[Data Boundary: Start]
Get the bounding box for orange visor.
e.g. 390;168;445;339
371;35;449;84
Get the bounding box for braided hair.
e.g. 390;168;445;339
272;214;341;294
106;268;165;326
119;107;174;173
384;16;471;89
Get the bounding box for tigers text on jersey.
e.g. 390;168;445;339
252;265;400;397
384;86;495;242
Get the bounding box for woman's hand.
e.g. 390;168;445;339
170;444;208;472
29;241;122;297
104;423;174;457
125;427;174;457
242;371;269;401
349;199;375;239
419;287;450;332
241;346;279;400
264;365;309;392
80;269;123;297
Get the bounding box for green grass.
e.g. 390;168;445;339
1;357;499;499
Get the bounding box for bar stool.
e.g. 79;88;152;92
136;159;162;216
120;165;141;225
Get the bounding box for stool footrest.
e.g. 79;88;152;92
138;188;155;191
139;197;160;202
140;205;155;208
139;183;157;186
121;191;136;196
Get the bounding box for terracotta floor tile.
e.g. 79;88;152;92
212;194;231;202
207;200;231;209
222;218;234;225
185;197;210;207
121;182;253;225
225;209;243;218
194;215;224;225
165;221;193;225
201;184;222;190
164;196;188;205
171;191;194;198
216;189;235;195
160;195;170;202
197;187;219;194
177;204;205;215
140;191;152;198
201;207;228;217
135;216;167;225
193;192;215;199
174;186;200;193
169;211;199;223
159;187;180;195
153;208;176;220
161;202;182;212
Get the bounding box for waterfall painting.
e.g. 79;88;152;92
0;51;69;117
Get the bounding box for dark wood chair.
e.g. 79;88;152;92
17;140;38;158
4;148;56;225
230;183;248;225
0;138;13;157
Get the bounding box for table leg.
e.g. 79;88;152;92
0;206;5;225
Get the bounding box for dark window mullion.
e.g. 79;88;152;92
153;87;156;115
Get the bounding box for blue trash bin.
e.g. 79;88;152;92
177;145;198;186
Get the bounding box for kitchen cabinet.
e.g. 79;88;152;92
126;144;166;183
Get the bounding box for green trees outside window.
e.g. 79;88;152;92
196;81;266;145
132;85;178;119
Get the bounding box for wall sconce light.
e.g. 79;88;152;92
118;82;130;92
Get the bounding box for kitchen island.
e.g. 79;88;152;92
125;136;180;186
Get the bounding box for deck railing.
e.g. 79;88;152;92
[Data Boundary: End]
What to do -> Search the entries for the word "stool" and copy every line that holds it.

Result of the exercise ->
Get the bounding box for bar stool.
Get the bounding box for stool footrest.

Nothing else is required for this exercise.